# Given data:
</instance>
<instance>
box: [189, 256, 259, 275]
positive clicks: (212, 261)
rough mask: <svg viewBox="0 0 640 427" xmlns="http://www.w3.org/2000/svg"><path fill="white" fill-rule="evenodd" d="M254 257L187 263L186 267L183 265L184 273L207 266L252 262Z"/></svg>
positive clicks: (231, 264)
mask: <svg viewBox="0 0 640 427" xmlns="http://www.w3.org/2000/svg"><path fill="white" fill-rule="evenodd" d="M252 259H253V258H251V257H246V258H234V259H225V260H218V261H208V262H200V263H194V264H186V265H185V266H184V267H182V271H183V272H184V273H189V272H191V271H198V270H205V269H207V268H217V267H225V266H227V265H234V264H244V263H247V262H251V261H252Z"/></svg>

# What you have to do:
Whatever the entries say, repeat all of them exactly.

# Written response:
</instance>
<instance>
box: [189, 256, 259, 275]
positive clicks: (212, 261)
rough mask: <svg viewBox="0 0 640 427" xmlns="http://www.w3.org/2000/svg"><path fill="white" fill-rule="evenodd" d="M254 257L187 263L186 267L183 265L184 273L207 266L252 262Z"/></svg>
positive clicks: (231, 264)
mask: <svg viewBox="0 0 640 427" xmlns="http://www.w3.org/2000/svg"><path fill="white" fill-rule="evenodd" d="M252 259H253V258H251V257H246V258H234V259H225V260H218V261H208V262H200V263H194V264H186V265H185V266H184V267H182V271H183V272H184V273H189V272H191V271H198V270H205V269H207V268H217V267H225V266H227V265H234V264H244V263H247V262H251V261H252Z"/></svg>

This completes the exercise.